* start *
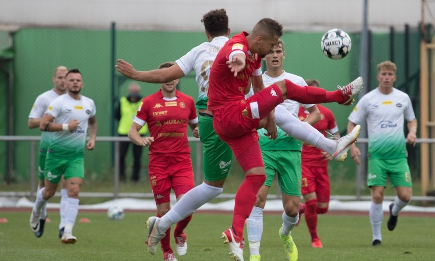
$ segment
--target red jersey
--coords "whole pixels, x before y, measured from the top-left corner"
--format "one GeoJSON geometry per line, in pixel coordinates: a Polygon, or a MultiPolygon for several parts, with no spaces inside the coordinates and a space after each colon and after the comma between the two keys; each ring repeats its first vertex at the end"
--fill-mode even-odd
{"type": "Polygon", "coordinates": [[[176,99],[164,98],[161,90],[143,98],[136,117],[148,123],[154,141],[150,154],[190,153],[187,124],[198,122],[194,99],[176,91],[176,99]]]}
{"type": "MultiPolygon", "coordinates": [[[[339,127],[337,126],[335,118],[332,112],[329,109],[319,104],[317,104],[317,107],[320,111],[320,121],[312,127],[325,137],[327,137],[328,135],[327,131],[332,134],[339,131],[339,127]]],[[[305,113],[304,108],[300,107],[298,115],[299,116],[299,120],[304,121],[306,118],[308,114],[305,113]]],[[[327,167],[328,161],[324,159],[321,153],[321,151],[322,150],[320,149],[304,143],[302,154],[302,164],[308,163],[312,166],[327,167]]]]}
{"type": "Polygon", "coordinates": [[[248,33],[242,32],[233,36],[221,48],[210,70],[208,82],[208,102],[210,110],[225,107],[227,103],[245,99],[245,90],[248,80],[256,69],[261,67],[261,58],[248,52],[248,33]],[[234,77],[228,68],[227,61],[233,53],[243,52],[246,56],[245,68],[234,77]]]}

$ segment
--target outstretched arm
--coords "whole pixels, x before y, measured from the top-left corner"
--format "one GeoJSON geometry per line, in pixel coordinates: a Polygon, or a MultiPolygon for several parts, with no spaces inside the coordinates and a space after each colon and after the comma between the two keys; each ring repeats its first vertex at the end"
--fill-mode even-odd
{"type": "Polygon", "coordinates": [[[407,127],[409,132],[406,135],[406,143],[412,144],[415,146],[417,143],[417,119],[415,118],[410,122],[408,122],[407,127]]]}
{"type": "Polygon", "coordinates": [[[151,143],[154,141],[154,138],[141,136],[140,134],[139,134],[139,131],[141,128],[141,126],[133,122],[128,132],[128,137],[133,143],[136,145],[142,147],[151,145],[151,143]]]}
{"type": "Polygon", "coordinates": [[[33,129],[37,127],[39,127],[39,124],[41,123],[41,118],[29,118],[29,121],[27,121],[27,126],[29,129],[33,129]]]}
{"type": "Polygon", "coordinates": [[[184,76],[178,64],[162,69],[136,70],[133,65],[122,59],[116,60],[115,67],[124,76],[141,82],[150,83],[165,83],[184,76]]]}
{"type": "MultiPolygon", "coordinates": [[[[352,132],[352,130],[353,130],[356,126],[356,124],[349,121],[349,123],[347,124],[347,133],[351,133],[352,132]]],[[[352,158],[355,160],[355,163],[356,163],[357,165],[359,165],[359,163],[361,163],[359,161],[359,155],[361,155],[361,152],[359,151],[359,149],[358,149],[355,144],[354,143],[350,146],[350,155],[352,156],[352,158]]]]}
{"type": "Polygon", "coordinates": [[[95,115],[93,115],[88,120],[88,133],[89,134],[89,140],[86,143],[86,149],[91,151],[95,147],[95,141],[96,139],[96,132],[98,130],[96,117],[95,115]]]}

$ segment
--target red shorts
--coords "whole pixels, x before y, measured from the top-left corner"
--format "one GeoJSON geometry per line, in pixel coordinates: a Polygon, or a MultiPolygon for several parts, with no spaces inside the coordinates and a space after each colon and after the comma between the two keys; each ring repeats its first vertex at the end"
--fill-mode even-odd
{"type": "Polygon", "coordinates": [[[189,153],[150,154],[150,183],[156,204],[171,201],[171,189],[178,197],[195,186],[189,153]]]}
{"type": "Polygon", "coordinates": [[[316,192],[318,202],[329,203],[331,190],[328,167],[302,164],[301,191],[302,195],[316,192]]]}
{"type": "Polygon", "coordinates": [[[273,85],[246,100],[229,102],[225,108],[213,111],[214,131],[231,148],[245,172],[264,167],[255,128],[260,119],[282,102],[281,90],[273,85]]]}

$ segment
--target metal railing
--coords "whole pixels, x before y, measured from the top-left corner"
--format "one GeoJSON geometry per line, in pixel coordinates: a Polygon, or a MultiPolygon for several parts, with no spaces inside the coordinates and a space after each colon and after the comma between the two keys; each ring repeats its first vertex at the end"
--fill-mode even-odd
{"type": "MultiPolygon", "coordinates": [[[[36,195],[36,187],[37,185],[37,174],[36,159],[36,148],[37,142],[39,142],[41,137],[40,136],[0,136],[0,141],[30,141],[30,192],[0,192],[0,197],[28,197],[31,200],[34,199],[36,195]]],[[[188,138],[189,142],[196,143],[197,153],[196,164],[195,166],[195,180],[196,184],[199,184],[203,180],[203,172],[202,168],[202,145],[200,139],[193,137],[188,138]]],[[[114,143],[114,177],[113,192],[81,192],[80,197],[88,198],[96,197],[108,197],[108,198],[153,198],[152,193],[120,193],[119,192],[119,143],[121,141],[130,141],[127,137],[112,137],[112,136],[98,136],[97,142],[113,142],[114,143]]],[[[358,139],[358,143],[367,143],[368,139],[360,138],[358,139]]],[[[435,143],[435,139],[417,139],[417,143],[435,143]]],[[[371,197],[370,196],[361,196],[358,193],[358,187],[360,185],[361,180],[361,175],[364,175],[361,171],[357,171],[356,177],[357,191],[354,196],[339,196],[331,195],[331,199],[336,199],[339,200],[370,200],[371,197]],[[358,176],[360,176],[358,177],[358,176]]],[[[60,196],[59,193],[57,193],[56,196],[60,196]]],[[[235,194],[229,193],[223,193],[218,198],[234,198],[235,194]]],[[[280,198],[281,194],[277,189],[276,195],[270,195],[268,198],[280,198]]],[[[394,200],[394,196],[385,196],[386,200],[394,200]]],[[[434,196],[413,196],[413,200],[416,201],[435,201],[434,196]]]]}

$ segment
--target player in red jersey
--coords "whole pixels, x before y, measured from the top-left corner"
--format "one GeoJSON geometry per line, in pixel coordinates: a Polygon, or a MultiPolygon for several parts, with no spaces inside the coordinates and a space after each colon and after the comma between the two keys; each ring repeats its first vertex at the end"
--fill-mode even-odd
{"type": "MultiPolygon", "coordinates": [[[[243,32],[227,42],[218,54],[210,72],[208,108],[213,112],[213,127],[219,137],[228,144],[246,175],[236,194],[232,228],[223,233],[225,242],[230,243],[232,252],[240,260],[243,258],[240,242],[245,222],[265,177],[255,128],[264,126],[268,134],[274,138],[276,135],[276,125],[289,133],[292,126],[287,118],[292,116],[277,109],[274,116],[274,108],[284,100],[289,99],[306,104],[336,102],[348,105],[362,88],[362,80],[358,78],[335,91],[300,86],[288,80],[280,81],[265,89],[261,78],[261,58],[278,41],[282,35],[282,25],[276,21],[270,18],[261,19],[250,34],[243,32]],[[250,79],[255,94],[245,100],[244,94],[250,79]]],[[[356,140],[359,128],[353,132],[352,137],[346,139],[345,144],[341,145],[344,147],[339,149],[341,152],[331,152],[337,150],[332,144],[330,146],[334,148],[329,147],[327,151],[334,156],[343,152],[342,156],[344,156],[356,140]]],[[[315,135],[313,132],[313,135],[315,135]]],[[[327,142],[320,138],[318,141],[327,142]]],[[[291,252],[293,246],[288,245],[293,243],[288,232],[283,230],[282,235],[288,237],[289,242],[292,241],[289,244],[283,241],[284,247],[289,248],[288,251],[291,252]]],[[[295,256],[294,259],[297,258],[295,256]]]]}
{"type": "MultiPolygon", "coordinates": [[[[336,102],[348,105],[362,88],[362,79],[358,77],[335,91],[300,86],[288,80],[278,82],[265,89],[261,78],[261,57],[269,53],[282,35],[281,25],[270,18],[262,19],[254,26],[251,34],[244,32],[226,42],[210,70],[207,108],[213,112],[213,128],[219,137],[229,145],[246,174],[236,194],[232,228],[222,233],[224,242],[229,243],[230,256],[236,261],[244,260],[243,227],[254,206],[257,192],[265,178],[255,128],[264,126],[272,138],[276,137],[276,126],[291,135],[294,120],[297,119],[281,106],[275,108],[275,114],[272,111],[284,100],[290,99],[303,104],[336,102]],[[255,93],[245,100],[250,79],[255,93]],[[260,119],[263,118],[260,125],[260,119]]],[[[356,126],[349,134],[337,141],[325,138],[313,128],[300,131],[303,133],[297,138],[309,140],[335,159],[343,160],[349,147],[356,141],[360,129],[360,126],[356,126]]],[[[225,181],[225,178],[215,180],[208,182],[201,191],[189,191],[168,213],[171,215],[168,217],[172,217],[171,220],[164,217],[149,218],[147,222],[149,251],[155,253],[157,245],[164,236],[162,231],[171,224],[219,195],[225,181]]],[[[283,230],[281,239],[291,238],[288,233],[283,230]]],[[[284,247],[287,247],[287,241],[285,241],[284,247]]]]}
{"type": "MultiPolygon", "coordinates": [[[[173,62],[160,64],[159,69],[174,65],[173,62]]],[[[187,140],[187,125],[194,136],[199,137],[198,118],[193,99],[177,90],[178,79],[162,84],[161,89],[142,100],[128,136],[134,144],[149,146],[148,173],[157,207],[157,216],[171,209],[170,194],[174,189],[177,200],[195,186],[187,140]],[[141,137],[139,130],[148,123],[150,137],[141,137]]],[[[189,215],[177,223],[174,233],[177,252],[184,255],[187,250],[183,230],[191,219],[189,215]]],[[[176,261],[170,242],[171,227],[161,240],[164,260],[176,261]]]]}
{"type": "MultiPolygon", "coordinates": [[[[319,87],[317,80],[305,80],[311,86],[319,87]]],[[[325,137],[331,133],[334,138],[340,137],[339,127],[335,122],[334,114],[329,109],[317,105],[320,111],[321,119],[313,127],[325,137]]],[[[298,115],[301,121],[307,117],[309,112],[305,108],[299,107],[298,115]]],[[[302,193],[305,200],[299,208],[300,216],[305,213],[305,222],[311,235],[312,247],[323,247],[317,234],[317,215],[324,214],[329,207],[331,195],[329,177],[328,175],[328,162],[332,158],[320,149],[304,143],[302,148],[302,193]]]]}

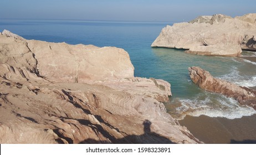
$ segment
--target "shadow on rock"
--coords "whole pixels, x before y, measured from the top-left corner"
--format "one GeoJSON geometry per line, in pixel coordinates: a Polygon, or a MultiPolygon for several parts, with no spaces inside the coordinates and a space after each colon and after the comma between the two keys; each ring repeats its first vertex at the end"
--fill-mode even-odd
* end *
* start *
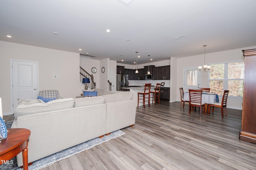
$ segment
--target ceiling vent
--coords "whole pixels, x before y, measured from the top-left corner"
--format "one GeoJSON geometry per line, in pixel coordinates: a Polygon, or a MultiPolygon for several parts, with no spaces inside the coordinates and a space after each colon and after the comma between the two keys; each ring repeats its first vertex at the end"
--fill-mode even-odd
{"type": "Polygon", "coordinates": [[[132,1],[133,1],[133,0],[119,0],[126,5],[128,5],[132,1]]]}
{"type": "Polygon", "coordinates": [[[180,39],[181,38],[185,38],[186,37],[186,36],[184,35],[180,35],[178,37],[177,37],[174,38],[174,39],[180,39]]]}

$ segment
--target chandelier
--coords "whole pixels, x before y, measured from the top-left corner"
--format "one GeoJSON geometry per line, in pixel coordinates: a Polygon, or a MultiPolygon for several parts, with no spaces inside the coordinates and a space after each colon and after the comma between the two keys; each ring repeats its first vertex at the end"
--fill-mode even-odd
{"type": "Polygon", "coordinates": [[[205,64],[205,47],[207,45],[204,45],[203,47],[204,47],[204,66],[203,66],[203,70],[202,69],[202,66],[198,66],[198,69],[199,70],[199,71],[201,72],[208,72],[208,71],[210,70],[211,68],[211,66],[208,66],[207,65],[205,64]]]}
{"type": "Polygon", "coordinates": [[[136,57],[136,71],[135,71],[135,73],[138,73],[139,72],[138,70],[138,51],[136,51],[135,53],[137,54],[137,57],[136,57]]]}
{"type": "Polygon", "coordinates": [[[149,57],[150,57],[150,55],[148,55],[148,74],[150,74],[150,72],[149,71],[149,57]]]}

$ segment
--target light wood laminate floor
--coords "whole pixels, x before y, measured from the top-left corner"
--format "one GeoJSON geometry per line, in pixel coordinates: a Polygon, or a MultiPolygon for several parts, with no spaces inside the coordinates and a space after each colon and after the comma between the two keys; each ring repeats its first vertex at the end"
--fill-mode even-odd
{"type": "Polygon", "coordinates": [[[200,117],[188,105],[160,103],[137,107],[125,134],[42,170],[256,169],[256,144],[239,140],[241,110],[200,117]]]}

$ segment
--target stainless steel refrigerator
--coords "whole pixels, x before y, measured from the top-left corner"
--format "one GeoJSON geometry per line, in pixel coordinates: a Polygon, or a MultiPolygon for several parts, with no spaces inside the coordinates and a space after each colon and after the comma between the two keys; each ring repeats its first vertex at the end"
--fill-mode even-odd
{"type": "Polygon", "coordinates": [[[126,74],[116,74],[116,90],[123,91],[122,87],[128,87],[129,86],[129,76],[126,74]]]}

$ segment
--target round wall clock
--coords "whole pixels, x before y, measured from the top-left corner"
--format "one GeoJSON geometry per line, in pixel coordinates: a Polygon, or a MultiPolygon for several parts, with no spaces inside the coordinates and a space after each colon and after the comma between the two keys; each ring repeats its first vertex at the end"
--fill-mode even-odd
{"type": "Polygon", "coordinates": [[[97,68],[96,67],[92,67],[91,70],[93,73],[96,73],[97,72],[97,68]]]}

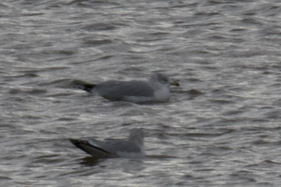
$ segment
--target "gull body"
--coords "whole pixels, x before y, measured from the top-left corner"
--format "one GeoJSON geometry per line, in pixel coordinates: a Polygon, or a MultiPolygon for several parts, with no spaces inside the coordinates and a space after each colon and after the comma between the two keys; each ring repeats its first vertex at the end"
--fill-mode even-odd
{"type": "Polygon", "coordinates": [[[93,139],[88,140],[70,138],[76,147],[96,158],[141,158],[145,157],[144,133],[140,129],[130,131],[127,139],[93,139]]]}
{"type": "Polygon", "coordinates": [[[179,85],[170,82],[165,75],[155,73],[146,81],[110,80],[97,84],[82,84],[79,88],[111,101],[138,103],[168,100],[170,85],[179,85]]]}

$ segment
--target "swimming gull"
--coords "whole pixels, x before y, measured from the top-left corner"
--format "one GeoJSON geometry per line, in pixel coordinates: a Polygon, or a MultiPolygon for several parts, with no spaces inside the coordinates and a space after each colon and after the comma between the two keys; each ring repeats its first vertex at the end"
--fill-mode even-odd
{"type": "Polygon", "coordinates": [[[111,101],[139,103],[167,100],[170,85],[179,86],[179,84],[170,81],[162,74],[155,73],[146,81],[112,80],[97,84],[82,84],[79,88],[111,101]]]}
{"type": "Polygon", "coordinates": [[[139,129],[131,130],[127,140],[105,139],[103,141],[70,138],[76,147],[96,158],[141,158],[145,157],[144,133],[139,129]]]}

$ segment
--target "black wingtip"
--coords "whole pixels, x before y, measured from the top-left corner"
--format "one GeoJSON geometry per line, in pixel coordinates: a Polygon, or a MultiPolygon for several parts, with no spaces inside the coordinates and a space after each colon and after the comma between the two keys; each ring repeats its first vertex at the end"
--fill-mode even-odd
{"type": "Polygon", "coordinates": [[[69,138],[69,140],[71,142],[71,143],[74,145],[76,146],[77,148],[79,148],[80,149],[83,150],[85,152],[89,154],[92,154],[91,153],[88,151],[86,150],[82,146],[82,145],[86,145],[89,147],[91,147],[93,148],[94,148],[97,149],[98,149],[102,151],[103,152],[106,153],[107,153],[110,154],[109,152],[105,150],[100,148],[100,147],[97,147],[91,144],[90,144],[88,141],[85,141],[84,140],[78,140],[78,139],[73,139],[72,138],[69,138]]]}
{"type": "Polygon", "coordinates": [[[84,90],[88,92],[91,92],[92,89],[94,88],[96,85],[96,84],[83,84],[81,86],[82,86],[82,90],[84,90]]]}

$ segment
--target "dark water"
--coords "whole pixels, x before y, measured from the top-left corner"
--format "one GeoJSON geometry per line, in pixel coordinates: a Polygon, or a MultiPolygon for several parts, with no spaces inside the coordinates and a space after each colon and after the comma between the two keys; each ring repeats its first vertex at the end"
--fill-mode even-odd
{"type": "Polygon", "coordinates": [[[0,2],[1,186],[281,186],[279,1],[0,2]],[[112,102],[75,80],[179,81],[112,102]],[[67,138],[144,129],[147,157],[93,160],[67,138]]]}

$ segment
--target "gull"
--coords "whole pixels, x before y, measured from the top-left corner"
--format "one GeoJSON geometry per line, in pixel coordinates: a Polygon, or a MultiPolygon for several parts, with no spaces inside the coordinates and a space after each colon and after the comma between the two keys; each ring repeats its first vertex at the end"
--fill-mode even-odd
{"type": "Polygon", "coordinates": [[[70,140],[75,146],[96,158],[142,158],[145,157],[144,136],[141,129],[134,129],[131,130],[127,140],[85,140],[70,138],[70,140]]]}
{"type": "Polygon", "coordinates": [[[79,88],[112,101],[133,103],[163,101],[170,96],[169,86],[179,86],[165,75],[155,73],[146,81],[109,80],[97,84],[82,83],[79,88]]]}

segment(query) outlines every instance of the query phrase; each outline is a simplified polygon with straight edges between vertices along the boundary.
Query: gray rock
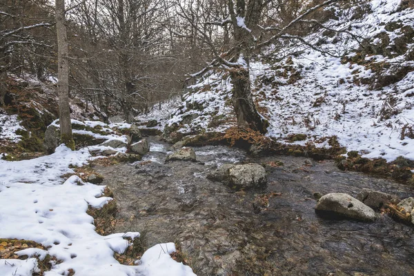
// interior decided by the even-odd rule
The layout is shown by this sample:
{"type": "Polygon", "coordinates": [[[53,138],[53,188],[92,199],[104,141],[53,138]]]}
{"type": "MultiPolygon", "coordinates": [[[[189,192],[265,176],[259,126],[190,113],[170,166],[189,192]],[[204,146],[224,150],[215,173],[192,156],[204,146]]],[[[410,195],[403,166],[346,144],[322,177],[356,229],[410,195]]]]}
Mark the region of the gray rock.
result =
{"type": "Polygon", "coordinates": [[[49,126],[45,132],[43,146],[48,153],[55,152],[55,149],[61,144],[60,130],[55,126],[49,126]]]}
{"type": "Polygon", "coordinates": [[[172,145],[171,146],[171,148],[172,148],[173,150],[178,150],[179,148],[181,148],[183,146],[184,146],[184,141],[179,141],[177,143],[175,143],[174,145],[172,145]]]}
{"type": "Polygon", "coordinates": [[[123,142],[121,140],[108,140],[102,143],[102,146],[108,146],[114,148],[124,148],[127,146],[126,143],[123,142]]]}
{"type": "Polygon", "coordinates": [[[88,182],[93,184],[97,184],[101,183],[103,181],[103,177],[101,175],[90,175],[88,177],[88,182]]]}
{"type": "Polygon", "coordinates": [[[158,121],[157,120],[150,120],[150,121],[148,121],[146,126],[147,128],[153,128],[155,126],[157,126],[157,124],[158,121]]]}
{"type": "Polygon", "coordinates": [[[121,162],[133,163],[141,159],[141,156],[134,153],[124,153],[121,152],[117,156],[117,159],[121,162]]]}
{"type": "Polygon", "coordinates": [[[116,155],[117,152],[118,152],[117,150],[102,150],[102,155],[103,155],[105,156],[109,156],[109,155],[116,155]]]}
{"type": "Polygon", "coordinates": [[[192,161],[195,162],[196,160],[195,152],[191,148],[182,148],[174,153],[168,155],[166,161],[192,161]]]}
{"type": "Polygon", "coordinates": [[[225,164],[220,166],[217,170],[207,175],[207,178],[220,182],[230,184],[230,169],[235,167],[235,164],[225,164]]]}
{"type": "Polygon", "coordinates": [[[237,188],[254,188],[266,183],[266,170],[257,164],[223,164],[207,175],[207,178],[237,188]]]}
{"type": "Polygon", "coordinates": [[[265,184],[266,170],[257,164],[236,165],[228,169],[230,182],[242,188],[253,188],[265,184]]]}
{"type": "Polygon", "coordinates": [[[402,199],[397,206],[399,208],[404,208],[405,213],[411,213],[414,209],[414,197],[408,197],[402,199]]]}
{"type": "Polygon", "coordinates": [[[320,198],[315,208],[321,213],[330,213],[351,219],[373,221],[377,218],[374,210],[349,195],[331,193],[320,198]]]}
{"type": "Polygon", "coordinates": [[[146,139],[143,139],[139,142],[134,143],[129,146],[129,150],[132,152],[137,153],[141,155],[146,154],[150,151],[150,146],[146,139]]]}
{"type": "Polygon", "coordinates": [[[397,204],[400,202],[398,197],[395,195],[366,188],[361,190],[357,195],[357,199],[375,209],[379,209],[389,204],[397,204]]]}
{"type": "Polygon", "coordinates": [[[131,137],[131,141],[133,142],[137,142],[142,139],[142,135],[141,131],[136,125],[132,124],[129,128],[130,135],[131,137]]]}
* end *
* start *
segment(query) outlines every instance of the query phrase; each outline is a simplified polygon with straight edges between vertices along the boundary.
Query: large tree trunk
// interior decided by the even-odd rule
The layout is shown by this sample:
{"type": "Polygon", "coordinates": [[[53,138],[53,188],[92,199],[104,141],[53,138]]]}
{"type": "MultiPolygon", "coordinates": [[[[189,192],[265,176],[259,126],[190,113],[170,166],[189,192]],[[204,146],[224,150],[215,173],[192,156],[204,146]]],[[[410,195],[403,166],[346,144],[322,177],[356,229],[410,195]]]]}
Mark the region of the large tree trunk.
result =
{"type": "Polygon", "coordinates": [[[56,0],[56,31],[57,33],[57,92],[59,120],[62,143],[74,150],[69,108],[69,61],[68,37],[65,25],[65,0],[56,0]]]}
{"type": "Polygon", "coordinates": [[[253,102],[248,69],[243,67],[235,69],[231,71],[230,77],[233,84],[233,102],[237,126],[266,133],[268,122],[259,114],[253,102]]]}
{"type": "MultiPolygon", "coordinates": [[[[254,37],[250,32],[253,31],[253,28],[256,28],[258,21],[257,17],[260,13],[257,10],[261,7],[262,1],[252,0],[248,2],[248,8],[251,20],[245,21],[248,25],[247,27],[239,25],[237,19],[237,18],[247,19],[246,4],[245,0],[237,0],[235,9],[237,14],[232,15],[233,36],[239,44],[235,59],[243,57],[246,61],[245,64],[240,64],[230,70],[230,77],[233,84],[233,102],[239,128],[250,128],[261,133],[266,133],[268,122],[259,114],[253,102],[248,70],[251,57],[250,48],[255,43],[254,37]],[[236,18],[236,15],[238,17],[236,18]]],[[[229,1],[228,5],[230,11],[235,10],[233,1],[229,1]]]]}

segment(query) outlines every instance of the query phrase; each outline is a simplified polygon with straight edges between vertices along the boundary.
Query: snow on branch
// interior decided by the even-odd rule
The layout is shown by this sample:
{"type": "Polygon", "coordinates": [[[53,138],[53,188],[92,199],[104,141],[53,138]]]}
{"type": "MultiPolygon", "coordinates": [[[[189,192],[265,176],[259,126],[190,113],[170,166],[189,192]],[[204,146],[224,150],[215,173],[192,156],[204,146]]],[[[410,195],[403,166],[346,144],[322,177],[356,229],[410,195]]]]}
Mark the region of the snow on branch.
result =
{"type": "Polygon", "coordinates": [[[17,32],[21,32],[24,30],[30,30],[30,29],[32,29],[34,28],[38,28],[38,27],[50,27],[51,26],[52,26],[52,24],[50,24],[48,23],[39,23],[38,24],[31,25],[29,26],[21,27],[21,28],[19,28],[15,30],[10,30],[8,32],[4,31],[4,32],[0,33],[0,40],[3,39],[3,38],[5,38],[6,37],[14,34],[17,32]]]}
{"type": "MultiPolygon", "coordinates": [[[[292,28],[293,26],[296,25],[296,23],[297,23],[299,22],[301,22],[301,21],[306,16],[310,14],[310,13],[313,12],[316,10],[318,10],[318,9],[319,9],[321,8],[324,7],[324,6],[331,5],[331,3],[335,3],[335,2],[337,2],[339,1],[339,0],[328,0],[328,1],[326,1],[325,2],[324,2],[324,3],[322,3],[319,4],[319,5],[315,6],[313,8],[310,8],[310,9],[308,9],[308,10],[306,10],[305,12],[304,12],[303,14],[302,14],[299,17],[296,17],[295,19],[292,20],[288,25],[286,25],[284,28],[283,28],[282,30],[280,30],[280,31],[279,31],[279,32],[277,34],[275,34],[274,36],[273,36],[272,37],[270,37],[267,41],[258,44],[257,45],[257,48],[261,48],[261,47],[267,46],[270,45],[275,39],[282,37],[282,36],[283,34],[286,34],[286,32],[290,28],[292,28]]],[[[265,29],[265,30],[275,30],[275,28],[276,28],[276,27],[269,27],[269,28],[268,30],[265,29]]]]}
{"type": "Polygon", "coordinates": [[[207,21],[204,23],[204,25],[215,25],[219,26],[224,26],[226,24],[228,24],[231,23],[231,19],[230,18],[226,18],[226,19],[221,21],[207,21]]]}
* end *
EXERCISE PROMPT:
Show every line of the data above that contains the word "Mark".

ANSWER FOR THE TASK:
Mark the region of the gray rock.
Mark the region of the large tree trunk.
Mark the region of the snow on branch.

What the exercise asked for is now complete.